TASK REQUIREMENTS:
1. From the text below on Helsinki's health center backlogs, set down verbatim the part that opens with the words containing "With a fifth" and closes with "City of Helsinki.".
2. Translate into Spanish this sentence from the text below on Helsinki's health center backlogs: "Public health authority THL on Monday reported more than 2,600 new lab-confirmed coronavirus infections over the weekend."

TEXT SECTION:
With a fifth wave of the pandemic gaining pace in Finland, health centres in the capital are struggling to clear backlogs, according to Timo Lukkarinen, medical director at the City of Helsinki.
Public health authority THL on Monday reported more than 2,600 new lab-confirmed coronavirus infections over the weekend.
Helsinki's health centres operate a callback service. Lukkarinen told Yle the capital's 23 public clinics can receive up to 2,000 calls per week that staff don't have time to respond to, despite the fact that the law stipulates that nurses should evaluate next steps for callers within 36 hours.
Callers' numbers are stored in a system with nurses calling patients back. Staff are now attempting to clear call-back queues during evenings and weekends
"Physicians are using remote patient visits to clear backlogs," Lukkarinen said, adding that several viruses are circulating at the moment, such as RSV (Respiratory syncytial virus).
The city has however added more personnel to its health centres since the Covid crisis began. The network now comprises some 2,000 staff, up from 1,300 before the pandemic.

STORED DATA:
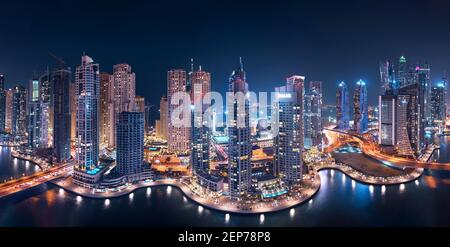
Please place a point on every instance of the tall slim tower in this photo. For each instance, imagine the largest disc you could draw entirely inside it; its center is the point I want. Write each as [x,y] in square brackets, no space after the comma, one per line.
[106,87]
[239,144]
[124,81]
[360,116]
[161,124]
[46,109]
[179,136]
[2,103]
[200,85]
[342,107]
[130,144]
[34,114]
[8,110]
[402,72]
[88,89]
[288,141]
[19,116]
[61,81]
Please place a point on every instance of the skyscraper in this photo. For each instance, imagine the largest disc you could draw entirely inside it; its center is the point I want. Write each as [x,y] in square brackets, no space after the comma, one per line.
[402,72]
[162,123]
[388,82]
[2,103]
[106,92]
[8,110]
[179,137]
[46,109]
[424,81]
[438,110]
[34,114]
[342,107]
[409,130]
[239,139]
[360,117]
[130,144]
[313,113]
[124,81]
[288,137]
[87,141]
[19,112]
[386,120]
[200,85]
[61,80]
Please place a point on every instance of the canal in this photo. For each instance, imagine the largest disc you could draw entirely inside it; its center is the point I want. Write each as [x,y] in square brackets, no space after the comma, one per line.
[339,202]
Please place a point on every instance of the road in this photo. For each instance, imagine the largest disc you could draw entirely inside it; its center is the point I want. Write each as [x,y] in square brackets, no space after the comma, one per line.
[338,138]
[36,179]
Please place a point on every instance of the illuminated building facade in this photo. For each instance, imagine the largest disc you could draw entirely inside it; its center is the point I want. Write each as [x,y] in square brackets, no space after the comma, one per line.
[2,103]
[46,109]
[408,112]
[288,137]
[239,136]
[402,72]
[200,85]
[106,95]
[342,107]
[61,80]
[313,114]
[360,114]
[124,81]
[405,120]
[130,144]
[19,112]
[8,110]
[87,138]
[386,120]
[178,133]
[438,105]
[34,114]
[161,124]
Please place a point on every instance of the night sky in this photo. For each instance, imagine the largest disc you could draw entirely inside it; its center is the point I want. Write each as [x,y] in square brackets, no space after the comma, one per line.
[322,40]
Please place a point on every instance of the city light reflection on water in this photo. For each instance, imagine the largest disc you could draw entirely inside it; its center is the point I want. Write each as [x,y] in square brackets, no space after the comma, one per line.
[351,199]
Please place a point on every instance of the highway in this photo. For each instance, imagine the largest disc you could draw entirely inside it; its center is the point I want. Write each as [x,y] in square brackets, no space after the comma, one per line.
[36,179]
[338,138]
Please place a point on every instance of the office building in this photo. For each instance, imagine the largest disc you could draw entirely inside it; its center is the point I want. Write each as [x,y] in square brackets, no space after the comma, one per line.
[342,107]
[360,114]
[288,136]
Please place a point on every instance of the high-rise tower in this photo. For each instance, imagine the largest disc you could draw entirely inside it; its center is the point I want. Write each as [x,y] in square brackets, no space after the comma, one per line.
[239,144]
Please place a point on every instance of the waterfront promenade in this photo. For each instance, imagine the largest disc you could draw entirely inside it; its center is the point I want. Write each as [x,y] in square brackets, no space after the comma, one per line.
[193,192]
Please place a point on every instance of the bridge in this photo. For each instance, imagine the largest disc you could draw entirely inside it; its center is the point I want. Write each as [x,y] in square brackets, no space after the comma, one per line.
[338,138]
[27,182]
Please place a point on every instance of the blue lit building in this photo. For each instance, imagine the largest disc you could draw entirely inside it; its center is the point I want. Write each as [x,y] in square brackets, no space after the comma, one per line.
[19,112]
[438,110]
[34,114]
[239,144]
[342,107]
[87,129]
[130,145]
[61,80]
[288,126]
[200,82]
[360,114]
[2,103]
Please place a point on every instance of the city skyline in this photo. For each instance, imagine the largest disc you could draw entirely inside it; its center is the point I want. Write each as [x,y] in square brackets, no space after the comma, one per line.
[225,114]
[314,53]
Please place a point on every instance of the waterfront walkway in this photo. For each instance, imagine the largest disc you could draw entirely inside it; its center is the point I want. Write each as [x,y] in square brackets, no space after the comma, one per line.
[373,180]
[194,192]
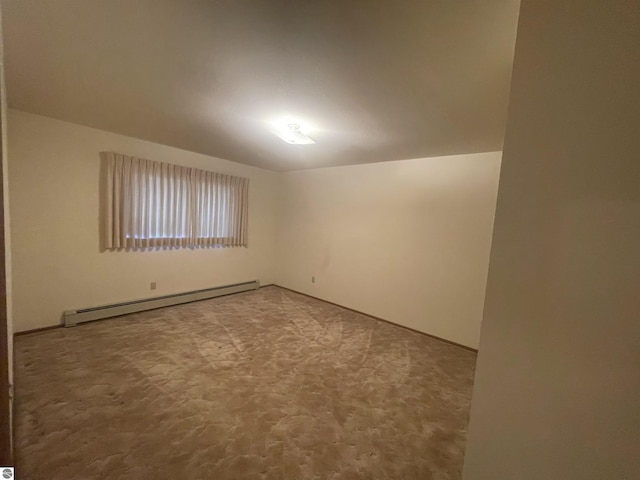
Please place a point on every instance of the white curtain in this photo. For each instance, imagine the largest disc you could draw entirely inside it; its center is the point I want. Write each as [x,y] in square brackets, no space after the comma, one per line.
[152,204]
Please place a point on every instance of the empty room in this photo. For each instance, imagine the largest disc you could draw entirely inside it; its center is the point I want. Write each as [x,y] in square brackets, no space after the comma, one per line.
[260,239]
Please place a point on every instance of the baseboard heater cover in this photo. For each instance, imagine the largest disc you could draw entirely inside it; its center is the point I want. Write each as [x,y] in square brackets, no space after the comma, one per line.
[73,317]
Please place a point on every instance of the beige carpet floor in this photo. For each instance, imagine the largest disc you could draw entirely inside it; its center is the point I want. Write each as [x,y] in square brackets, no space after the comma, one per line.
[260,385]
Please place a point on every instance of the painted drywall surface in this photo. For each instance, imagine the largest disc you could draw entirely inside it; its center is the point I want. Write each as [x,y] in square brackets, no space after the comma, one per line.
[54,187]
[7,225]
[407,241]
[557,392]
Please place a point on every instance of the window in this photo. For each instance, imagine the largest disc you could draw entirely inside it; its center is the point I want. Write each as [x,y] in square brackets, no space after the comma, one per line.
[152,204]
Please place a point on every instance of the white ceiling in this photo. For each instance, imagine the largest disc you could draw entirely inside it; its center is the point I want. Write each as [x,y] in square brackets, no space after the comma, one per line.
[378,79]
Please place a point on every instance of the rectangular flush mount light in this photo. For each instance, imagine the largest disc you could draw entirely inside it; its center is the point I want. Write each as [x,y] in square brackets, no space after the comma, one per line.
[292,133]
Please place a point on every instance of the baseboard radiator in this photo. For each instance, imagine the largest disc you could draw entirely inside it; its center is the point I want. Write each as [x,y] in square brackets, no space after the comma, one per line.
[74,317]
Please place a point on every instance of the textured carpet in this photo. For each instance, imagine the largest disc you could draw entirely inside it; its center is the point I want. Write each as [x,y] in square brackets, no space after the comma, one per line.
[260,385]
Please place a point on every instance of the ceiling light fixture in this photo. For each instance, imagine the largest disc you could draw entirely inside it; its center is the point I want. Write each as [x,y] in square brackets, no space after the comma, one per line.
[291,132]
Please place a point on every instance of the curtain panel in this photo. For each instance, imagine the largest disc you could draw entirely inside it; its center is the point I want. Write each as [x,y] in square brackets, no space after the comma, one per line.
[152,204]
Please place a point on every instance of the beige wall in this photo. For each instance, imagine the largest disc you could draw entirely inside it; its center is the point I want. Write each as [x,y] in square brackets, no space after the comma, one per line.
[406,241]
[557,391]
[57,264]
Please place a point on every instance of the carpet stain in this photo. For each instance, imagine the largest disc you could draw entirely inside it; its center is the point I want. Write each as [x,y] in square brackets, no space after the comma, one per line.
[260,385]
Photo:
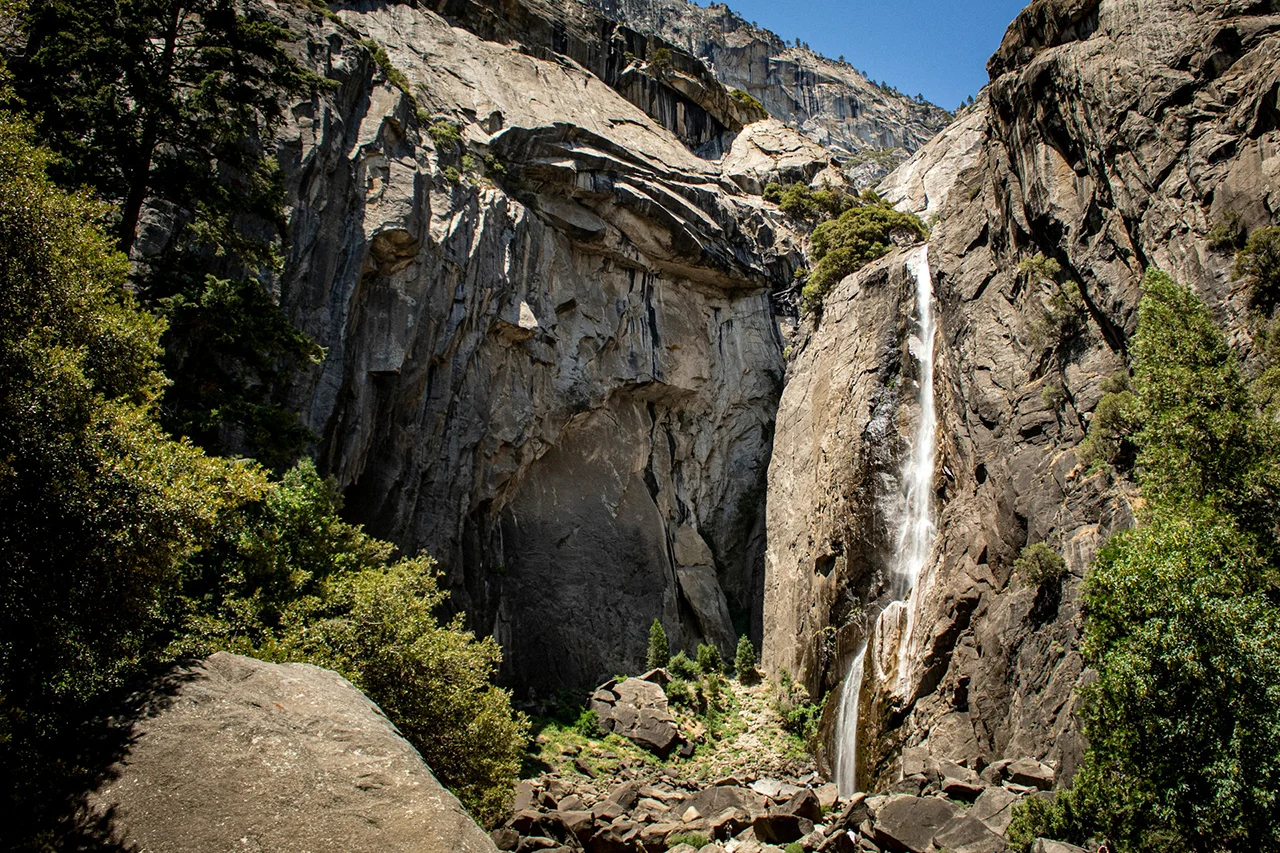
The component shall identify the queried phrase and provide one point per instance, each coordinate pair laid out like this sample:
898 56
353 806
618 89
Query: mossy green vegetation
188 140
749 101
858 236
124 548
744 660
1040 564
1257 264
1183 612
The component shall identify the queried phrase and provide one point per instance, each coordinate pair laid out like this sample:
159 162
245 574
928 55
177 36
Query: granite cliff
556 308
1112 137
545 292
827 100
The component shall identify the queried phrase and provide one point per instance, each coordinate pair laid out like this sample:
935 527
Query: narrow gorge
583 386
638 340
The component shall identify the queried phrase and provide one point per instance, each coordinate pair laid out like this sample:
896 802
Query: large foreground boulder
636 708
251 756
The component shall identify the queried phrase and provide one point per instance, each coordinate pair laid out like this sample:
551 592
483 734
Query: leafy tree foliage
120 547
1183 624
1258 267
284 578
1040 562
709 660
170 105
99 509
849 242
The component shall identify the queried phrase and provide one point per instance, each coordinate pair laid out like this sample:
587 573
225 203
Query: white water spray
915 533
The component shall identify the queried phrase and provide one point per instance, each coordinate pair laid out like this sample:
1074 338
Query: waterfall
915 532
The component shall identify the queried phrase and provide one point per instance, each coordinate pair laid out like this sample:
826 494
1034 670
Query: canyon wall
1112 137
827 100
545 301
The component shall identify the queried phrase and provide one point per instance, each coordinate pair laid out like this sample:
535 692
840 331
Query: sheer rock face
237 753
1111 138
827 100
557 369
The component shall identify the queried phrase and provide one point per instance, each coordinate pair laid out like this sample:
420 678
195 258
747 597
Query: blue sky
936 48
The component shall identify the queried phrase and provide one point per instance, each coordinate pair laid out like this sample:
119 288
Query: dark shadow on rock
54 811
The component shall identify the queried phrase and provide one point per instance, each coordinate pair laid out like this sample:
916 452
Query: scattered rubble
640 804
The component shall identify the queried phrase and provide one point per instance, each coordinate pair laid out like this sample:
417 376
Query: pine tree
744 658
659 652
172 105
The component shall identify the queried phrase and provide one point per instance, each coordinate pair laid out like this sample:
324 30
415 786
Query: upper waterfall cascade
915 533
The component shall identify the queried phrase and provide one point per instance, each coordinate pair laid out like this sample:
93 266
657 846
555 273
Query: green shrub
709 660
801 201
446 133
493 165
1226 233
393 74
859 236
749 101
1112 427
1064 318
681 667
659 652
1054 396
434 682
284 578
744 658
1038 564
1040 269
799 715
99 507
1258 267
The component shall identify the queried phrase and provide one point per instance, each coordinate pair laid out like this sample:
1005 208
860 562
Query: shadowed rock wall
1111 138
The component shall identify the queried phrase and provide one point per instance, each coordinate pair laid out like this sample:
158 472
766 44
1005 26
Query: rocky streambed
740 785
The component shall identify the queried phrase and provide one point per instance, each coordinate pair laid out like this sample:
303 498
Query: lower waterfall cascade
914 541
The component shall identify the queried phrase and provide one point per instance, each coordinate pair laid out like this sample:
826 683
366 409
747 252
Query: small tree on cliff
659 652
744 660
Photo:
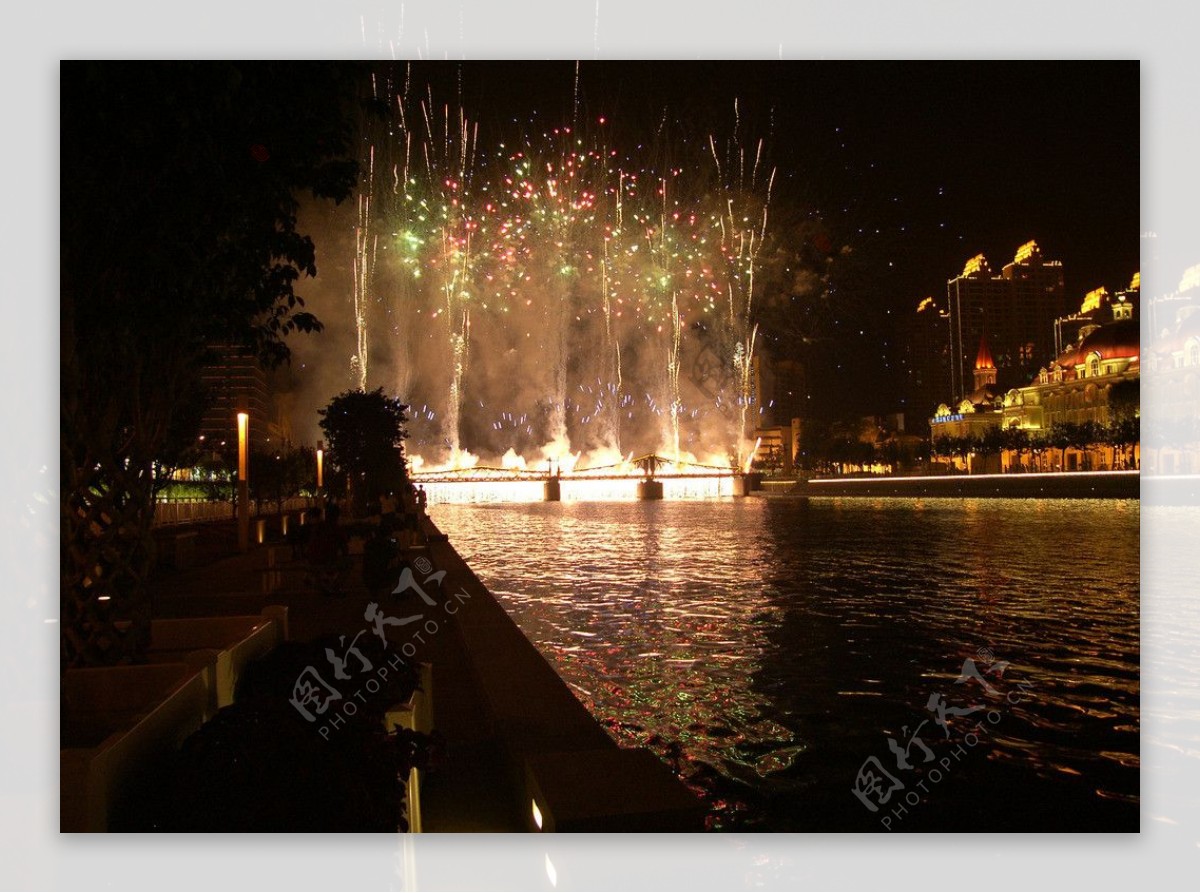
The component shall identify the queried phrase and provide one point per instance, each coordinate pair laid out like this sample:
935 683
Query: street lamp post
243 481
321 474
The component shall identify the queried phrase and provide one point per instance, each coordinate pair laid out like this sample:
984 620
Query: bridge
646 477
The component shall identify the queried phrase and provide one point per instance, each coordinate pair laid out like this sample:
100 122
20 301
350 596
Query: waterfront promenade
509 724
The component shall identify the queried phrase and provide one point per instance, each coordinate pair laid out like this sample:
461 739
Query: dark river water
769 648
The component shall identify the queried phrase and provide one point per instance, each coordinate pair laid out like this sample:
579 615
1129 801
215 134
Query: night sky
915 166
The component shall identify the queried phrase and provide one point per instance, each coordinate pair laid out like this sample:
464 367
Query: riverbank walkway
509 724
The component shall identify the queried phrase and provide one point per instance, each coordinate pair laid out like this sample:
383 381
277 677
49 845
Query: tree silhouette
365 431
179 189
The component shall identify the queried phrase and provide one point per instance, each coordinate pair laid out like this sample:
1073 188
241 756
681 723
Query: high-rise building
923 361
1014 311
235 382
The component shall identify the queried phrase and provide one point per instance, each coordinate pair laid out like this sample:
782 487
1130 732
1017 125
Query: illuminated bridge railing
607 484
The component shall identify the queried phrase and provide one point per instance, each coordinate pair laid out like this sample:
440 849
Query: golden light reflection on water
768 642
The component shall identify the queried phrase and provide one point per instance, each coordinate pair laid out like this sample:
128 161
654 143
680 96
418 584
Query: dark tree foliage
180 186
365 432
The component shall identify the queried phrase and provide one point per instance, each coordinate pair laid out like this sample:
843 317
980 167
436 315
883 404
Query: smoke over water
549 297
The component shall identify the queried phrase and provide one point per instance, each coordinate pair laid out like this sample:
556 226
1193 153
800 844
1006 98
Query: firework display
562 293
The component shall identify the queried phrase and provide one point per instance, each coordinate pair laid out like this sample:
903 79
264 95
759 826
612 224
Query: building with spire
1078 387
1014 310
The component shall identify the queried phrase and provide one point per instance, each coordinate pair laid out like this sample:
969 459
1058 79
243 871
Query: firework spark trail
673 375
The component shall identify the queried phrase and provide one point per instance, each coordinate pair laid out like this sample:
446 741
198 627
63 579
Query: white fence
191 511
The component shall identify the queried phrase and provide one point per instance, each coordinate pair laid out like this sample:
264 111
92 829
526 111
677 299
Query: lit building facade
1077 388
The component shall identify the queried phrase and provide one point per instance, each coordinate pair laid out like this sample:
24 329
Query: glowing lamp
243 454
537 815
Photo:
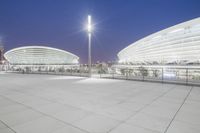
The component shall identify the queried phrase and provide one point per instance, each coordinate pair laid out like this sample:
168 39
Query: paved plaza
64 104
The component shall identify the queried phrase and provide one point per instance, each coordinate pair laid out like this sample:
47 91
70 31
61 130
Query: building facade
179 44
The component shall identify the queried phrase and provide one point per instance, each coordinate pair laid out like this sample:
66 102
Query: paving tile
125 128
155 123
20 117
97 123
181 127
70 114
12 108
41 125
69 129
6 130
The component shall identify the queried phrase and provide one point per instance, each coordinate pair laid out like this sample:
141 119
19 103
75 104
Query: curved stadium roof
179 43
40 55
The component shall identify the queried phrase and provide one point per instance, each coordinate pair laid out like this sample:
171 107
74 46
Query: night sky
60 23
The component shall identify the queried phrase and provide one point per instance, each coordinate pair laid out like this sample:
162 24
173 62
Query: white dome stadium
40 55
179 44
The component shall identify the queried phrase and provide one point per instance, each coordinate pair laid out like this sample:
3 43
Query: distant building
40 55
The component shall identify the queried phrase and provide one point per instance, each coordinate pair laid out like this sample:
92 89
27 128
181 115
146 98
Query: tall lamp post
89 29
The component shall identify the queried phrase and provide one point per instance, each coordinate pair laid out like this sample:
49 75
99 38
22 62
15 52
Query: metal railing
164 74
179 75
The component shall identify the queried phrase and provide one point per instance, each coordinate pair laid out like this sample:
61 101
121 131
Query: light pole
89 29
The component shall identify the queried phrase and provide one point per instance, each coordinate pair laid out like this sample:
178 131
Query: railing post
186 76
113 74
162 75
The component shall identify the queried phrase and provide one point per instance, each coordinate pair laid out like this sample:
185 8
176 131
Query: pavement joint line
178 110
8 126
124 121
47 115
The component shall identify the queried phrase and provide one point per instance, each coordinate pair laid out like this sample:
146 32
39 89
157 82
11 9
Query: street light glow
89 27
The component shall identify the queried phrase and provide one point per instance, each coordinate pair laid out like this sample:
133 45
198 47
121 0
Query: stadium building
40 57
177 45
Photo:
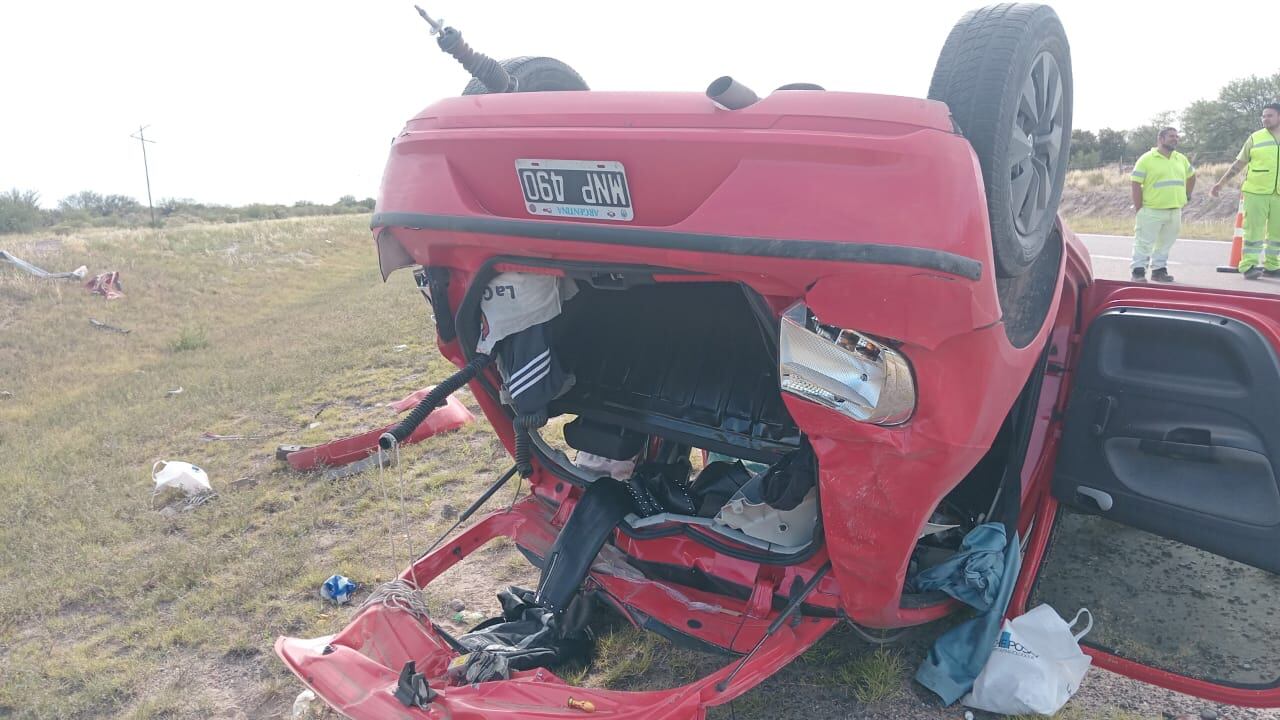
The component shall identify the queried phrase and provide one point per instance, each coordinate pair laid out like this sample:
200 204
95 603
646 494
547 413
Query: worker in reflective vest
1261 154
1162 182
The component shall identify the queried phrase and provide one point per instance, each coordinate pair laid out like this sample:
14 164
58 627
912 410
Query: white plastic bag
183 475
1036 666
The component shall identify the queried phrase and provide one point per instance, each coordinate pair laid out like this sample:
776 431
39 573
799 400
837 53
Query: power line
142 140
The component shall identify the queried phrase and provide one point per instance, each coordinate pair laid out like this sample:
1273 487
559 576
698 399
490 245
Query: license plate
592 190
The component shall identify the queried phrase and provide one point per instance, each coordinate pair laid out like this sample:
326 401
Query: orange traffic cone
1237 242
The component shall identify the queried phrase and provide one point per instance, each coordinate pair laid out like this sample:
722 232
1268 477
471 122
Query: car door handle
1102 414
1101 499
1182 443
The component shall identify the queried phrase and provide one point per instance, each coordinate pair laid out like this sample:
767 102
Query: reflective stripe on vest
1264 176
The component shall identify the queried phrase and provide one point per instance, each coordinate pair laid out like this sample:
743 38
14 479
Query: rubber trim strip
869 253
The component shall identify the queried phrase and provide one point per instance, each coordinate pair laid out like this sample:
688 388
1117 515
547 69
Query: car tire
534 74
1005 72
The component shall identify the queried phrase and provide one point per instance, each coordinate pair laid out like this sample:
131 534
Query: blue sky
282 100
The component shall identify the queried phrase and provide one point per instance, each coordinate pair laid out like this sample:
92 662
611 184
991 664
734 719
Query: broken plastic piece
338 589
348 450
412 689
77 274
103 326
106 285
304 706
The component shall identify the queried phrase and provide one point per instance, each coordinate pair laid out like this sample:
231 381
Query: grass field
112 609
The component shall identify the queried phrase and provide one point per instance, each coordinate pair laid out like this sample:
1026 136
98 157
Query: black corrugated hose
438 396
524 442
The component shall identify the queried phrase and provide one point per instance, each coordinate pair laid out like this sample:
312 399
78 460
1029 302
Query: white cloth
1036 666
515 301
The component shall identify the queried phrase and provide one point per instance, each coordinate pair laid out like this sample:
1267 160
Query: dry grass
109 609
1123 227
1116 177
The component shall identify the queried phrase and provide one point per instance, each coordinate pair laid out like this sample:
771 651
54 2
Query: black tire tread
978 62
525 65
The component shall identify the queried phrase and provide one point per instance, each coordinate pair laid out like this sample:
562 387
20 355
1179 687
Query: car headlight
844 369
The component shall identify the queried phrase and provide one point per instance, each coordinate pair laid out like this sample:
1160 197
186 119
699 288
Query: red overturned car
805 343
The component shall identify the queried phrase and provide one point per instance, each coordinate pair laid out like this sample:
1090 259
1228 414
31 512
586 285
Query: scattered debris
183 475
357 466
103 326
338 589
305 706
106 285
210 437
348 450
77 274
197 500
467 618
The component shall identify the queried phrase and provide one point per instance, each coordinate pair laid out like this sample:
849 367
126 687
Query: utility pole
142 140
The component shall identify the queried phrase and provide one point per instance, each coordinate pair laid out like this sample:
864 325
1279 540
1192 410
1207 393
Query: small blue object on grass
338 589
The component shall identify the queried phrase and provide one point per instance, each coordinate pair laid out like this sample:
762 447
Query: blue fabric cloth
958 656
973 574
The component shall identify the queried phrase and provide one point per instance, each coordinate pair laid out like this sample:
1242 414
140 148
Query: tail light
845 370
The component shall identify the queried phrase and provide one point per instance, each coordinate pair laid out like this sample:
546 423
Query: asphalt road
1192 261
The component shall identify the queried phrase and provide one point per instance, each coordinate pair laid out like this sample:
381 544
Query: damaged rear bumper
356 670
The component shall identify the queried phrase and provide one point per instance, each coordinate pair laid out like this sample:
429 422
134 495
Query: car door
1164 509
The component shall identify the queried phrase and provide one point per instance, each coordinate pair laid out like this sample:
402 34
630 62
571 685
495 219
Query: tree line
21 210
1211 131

ANSWERS PER TASK:
1.
With a fifth wave of the pandemic gaining pace in Finland, health centres in the capital are struggling to clear backlogs, according to Timo Lukkarinen, medical director at the City of Helsinki.

2. La autoridad de salud pública THL informó el lunes de más de 2.600 nuevas infecciones por coronavirus confirmadas en laboratorio durante el fin de semana.